#### MATERIAL FOR THIS EXERCISE
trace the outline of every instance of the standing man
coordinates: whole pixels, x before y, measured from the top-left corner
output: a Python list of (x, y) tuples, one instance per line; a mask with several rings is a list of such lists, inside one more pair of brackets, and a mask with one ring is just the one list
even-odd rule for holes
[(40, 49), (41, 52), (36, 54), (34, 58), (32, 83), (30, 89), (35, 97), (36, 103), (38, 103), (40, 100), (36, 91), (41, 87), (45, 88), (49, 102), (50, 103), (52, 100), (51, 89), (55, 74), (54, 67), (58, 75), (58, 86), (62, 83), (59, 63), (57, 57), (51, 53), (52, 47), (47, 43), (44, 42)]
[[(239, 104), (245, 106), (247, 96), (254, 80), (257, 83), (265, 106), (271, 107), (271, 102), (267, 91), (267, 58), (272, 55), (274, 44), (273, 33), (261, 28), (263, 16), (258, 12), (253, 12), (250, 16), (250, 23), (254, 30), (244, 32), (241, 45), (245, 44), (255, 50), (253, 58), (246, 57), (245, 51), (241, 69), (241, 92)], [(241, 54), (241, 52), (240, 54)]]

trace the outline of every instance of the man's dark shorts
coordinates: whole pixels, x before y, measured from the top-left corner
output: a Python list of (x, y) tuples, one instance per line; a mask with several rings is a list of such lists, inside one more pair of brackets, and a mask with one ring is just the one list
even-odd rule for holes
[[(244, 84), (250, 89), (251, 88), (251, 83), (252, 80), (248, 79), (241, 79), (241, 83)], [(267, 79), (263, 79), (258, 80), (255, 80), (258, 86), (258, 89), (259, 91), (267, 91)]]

#### DIRECTIONS
Reproduce verbatim the lines starting at the one containing "trace the outline of every instance of the man's" and ending at the final line of the rows above.

#### OUTPUT FOR THIS TASK
trace the outline of every instance of the man's dark shorts
coordinates: whole pixels, x before y, measured from the top-left corner
output: a Python list of (x, y) tuples, one instance per line; a mask with several rings is a list of such lists, inside one more pair of brackets, and a mask with one ring is just the one list
even-odd rule for holes
[[(244, 84), (250, 89), (251, 88), (251, 83), (252, 80), (248, 79), (241, 79), (241, 83)], [(267, 79), (263, 79), (258, 80), (255, 80), (258, 86), (258, 89), (259, 91), (267, 91)]]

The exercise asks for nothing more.